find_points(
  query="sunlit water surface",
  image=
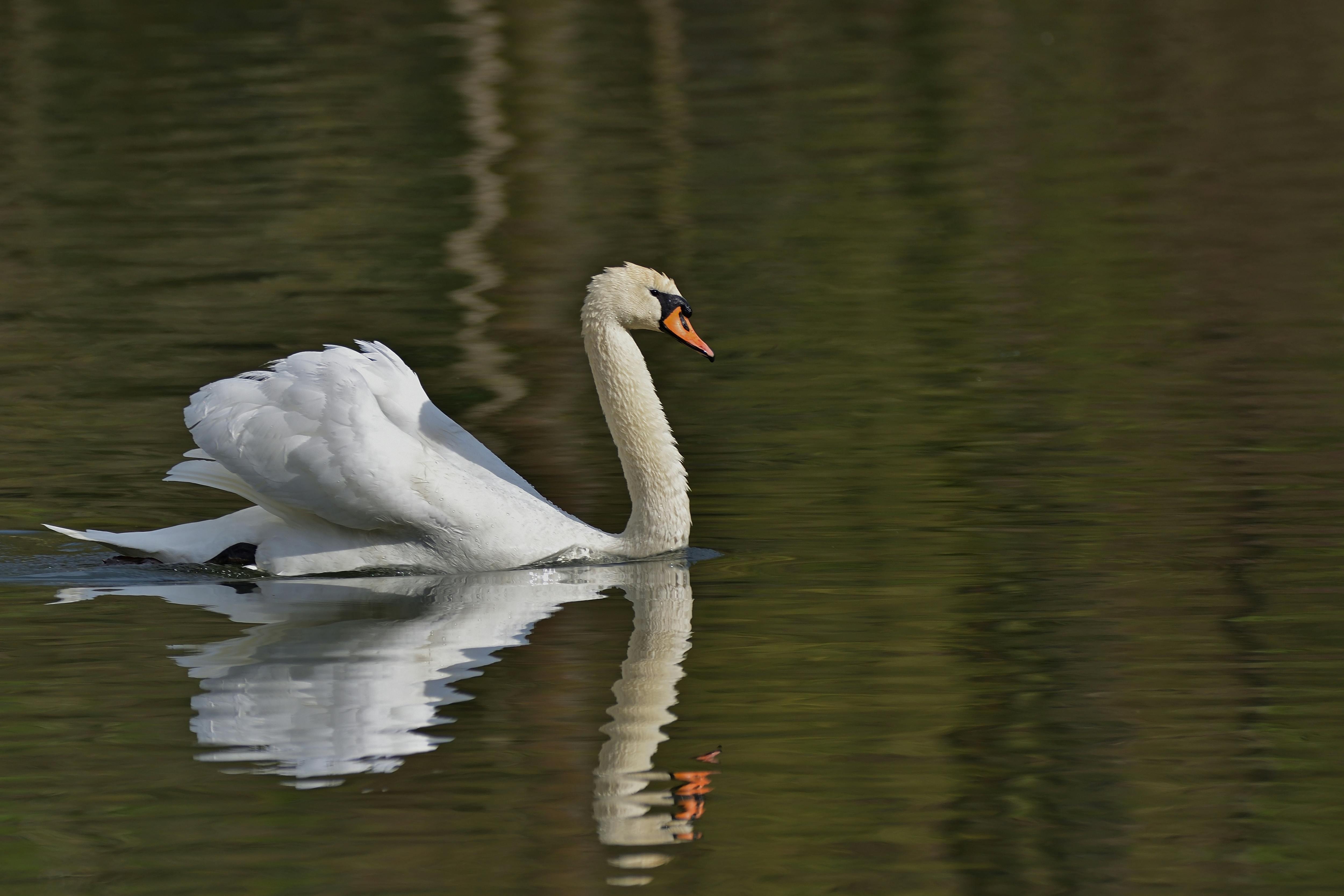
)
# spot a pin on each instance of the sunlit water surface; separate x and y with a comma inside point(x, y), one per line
point(1022, 456)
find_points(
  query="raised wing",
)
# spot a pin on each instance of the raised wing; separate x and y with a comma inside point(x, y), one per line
point(347, 436)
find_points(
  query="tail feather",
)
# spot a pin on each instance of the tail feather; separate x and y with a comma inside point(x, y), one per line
point(186, 543)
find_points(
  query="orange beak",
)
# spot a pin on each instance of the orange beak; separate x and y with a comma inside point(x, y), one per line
point(678, 326)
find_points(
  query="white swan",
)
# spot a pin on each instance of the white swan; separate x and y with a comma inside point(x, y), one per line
point(351, 467)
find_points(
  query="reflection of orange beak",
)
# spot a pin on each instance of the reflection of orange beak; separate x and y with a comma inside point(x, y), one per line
point(681, 327)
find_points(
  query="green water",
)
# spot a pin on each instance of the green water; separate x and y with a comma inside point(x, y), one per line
point(1022, 452)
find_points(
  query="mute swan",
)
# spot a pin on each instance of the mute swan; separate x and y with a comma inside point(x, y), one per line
point(350, 465)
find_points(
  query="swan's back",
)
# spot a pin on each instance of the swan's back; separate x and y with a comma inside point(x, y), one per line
point(353, 438)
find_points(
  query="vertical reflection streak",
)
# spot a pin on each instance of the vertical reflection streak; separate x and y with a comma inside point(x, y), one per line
point(674, 123)
point(484, 360)
point(644, 698)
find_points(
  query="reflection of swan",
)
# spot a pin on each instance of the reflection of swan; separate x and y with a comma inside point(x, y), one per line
point(350, 465)
point(342, 675)
point(644, 695)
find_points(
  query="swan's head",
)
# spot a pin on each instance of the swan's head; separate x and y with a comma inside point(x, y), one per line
point(640, 299)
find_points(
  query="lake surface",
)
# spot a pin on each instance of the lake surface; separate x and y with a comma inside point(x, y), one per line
point(1019, 486)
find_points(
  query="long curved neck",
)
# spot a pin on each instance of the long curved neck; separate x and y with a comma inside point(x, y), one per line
point(660, 511)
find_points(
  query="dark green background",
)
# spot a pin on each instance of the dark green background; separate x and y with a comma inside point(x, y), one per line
point(1023, 447)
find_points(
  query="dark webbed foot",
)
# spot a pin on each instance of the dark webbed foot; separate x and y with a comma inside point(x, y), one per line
point(236, 555)
point(123, 561)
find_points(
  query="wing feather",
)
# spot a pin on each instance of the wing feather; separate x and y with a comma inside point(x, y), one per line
point(350, 437)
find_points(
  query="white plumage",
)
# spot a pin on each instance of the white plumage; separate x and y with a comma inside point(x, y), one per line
point(350, 465)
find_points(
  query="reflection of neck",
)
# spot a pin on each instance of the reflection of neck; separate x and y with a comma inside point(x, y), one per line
point(660, 512)
point(644, 696)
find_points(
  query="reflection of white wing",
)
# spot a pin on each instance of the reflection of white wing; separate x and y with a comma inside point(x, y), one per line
point(320, 688)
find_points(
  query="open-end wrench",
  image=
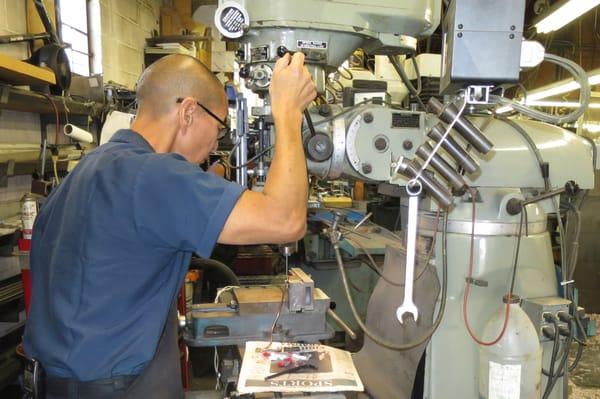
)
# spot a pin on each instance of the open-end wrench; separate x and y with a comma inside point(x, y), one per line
point(408, 305)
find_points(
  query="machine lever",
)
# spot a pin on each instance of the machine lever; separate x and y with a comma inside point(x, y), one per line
point(515, 205)
point(281, 51)
point(342, 324)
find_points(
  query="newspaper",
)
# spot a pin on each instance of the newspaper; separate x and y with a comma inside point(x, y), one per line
point(264, 369)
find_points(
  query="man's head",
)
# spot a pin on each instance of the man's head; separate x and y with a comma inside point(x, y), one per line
point(180, 104)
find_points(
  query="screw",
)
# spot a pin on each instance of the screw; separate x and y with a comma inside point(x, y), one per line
point(380, 144)
point(324, 110)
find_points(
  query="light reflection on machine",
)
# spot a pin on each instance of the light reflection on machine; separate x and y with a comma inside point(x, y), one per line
point(470, 173)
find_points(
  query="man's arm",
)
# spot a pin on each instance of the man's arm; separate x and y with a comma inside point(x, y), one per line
point(278, 214)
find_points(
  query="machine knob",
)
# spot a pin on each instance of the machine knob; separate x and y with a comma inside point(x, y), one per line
point(282, 50)
point(319, 147)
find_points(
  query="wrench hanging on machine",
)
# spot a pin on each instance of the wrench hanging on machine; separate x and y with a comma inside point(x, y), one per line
point(413, 188)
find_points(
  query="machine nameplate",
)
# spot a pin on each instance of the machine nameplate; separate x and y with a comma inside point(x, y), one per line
point(316, 44)
point(259, 54)
point(351, 147)
point(400, 120)
point(339, 148)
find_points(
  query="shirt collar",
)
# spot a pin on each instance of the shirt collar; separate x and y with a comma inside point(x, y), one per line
point(131, 137)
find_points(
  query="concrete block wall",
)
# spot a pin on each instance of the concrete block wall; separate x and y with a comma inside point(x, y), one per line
point(125, 26)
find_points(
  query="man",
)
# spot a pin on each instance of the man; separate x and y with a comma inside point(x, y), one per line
point(112, 243)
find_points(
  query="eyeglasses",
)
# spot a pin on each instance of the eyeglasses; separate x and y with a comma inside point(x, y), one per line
point(222, 131)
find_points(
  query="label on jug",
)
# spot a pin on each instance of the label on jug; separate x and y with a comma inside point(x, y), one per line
point(504, 381)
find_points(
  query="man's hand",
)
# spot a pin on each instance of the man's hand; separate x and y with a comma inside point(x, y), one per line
point(292, 88)
point(278, 214)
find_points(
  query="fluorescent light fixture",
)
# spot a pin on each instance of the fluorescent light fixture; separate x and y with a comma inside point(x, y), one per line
point(562, 104)
point(566, 12)
point(563, 86)
point(538, 103)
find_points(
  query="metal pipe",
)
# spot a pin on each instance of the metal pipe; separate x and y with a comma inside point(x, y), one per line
point(411, 169)
point(95, 36)
point(472, 134)
point(341, 323)
point(241, 153)
point(454, 149)
point(440, 165)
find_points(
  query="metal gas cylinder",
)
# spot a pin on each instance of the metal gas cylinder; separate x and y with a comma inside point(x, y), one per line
point(28, 214)
point(511, 368)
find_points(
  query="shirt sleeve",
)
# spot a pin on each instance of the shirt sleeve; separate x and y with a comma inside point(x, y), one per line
point(178, 205)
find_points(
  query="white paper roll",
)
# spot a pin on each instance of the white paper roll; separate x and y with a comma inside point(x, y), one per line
point(78, 134)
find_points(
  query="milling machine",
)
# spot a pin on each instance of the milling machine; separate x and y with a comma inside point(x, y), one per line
point(493, 180)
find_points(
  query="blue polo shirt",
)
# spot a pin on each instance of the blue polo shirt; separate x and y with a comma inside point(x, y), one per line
point(111, 246)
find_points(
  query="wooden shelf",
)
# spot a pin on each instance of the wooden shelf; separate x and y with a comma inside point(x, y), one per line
point(21, 100)
point(18, 72)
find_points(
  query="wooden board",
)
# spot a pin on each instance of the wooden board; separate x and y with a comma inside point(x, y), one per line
point(17, 72)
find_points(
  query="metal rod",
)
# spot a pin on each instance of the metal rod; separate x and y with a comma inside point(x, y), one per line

:::

# EXERCISE AIM
Render the listing above as a JSON list of strings, one string per line, with blank lines and the pictures left out.

# SOLVED EXERCISE
[
  "find_points(",
  "  query=\"sunlit water surface\",",
  "  image=",
  ")",
  "# spot a pin on each instance of the sunlit water surface; separate x and y with a comma inside point(x, y), one per line",
  "point(1022, 456)",
  "find_points(",
  "  query=\"raised wing\",",
  ")",
  "# spot a pin on each instance of the raised wing; separate x and y with a comma inside point(x, y), one per line",
  "point(347, 436)",
  "find_points(",
  "  query=\"tail feather\",",
  ")",
  "# spot a pin on each instance of the tail feather; separate x and y with a comma inside point(x, y), one per line",
  "point(186, 543)",
  "find_points(",
  "  query=\"orange beak\",",
  ")",
  "# spot a pin on each instance of the orange beak; separate x and y with a comma inside point(x, y), one per line",
  "point(678, 326)",
  "find_points(",
  "  query=\"white swan\",",
  ")",
  "# spot a pin on each instance of the white swan; separate x and y with a comma inside point(x, y), one per line",
  "point(351, 467)",
  "find_points(",
  "  query=\"reflection of orange beak\",",
  ")",
  "# spot a pin on each instance of the reflection of orange beak; separate x and y with a comma inside point(x, y), one per line",
  "point(681, 327)",
  "find_points(",
  "  query=\"green water\",",
  ")",
  "# spot a pin on each instance of the green water; separate x and y with a comma inside point(x, y), one per line",
  "point(1022, 452)",
  "find_points(",
  "  query=\"mute swan\",",
  ")",
  "# spot a pin on each instance of the mute swan; separate x and y with a comma inside point(x, y), one per line",
  "point(350, 465)",
  "find_points(",
  "  query=\"swan's back\",",
  ")",
  "# spot a pin on each instance of the swan's back; separate x and y with a comma inside point(x, y), one per line",
  "point(353, 438)",
  "find_points(",
  "  query=\"vertical reflection streak\",",
  ")",
  "# spot a pin on each instance of the vertical reflection streak; separate x and y with a comma inside point(x, y), one per line",
  "point(674, 123)",
  "point(484, 360)",
  "point(644, 698)",
  "find_points(",
  "  query=\"reflection of swan\",",
  ")",
  "# spot a pin on each instance of the reflection of swan; separate x and y with a comma inside point(x, y), one per line",
  "point(350, 465)",
  "point(342, 675)",
  "point(644, 695)",
  "find_points(",
  "  query=\"swan's head\",",
  ")",
  "# spot a pin on each instance of the swan's head; separate x and y with a comma inside point(x, y), one per line",
  "point(640, 299)",
  "find_points(",
  "  query=\"lake surface\",",
  ")",
  "# spot a pin on each instance of the lake surface; separate x and y with a comma inside point(x, y), one per line",
  "point(1019, 486)",
  "find_points(",
  "  query=\"long curved neck\",",
  ")",
  "# spot a pin on each instance of the long curved neck; separate x and y with a comma inside point(x, y), one per line",
  "point(660, 511)",
  "find_points(",
  "  query=\"dark green background\",",
  ")",
  "# spot a pin on each instance of the dark green background; separate x and y with a comma inside point(x, y), one per line",
  "point(1023, 447)",
  "find_points(",
  "  query=\"dark webbed foot\",",
  ")",
  "# spot a pin on each instance of the dark webbed foot; separate x and y with a comma inside point(x, y), one per line",
  "point(236, 555)",
  "point(123, 561)",
  "find_points(",
  "  query=\"wing feather\",",
  ")",
  "# spot a pin on each instance of the wing feather; separate x and y with a comma inside point(x, y), one per line",
  "point(350, 437)",
  "find_points(",
  "  query=\"white plumage\",",
  ")",
  "# spot a pin on each instance of the white plumage; separate x and y with a comma inside point(x, y), one per line",
  "point(350, 465)",
  "find_points(",
  "  query=\"reflection of neck\",",
  ")",
  "# spot a pin on each instance of the reflection of neck; separate x and y with a comma inside point(x, y), one per line",
  "point(660, 512)",
  "point(644, 696)",
  "find_points(",
  "  query=\"reflection of white wing\",",
  ")",
  "# spot a pin on each instance of the reflection of white wing; separate x and y with a comma inside point(x, y), one per line",
  "point(320, 688)",
  "find_points(",
  "  query=\"open-end wrench\",",
  "  image=",
  ")",
  "# spot a pin on each instance of the open-end wrench; separate x and y with a comma inside point(x, y), one per line",
  "point(408, 305)",
  "find_points(",
  "  query=\"machine lever\",",
  ")",
  "# spot a pin on each instance of the machine lever; separate x and y with a comma inside point(x, y), one per line",
  "point(515, 205)",
  "point(281, 51)",
  "point(342, 324)",
  "find_points(",
  "  query=\"newspaper\",",
  ")",
  "# spot a pin on each instance of the newspaper; separate x and y with a comma inside point(x, y), one per line",
  "point(264, 369)",
  "find_points(",
  "  query=\"man's head\",",
  ")",
  "# spot a pin on each instance of the man's head; separate x and y with a comma inside point(x, y), one per line",
  "point(180, 104)",
  "find_points(",
  "  query=\"screw\",",
  ")",
  "# spot a pin on each instance of the screw; separate x and y with a comma inside point(x, y), one per line",
  "point(380, 144)",
  "point(324, 110)",
  "find_points(",
  "  query=\"light reflection on machine\",",
  ")",
  "# spot a pin on each instance of the light reflection on machine; separate x and y with a comma inside point(x, y), one per line",
  "point(470, 173)",
  "find_points(",
  "  query=\"man's arm\",",
  ")",
  "# spot a pin on each instance of the man's arm; separate x and y with a comma inside point(x, y), one per line",
  "point(278, 214)",
  "find_points(",
  "  query=\"machine knob\",",
  ")",
  "# spot a pin on each instance of the machine knob; separate x and y with a comma inside point(x, y), one per line",
  "point(282, 50)",
  "point(319, 147)",
  "find_points(",
  "  query=\"wrench hanging on machine\",",
  ")",
  "# spot a pin on each instance of the wrench hanging on machine; separate x and y with a comma inside point(x, y), one per line",
  "point(413, 188)",
  "find_points(",
  "  query=\"machine nameplate\",",
  ")",
  "# spot a pin on each instance of the machine nameplate; separate x and y with a comma inside point(x, y), one per line",
  "point(316, 44)",
  "point(259, 54)",
  "point(351, 147)",
  "point(400, 120)",
  "point(339, 148)",
  "find_points(",
  "  query=\"shirt collar\",",
  ")",
  "# spot a pin on each instance of the shirt collar; separate x and y with a comma inside point(x, y), one per line",
  "point(131, 137)",
  "find_points(",
  "  query=\"concrete block wall\",",
  ")",
  "# spot a pin on each instance of the concrete block wall; separate x and y with a comma inside point(x, y), one per line",
  "point(125, 26)",
  "find_points(",
  "  query=\"man\",",
  ")",
  "# spot a pin on each instance of the man; separate x and y with a comma inside point(x, y), one per line",
  "point(112, 243)",
  "find_points(",
  "  query=\"eyeglasses\",",
  ")",
  "# spot a pin on each instance of the eyeglasses; separate x and y with a comma inside point(x, y), one per line",
  "point(222, 131)",
  "find_points(",
  "  query=\"label on jug\",",
  ")",
  "# spot a pin on each instance of the label on jug; separate x and y with a comma inside point(x, y), one per line",
  "point(504, 381)",
  "find_points(",
  "  query=\"man's hand\",",
  ")",
  "# spot a pin on each instance of the man's hand; separate x and y with a comma inside point(x, y), one per line",
  "point(292, 88)",
  "point(278, 214)",
  "find_points(",
  "  query=\"fluorescent light fixture\",",
  ")",
  "# spot a pin on each instance of the fluorescent light fixture; separate x and y with a comma inside point(x, y), one per line",
  "point(562, 104)",
  "point(566, 12)",
  "point(563, 86)",
  "point(538, 103)",
  "find_points(",
  "  query=\"metal pipe\",",
  ")",
  "# spot a pin on each instance of the metal pipe; separate x and y with a comma inside point(x, y), one per line",
  "point(411, 169)",
  "point(95, 36)",
  "point(472, 134)",
  "point(341, 323)",
  "point(241, 153)",
  "point(454, 149)",
  "point(440, 165)",
  "find_points(",
  "  query=\"metal gas cylinder\",",
  ")",
  "# spot a pin on each instance of the metal gas cylinder; separate x and y with a comma inside point(x, y), one per line",
  "point(28, 214)",
  "point(511, 368)",
  "find_points(",
  "  query=\"shirt sleeve\",",
  ")",
  "# spot a pin on each instance of the shirt sleeve; separate x and y with a comma inside point(x, y), one per line",
  "point(178, 205)",
  "find_points(",
  "  query=\"white paper roll\",",
  ")",
  "# spot a pin on each instance of the white paper roll; separate x and y with a comma inside point(x, y), one per line",
  "point(78, 134)",
  "find_points(",
  "  query=\"milling machine\",",
  ")",
  "# spot a pin on each instance of the milling machine; separate x and y with a comma inside point(x, y), one per line",
  "point(493, 180)",
  "find_points(",
  "  query=\"blue polo shirt\",",
  ")",
  "# spot a pin on each instance of the blue polo shirt; separate x and y with a comma inside point(x, y), one per line",
  "point(111, 246)",
  "find_points(",
  "  query=\"wooden shelf\",",
  ")",
  "# spot a pin on each instance of the wooden shelf; separate x and y with a comma inside point(x, y), one per line",
  "point(21, 100)",
  "point(18, 72)",
  "find_points(",
  "  query=\"wooden board\",",
  ")",
  "# spot a pin on each instance of the wooden board; separate x and y with a comma inside point(x, y), one per line",
  "point(17, 72)",
  "find_points(",
  "  query=\"metal rod\",",
  ")",
  "# spot a pin on each instance of the metal rod; separate x and y with a comma inside point(x, y), one per line"
]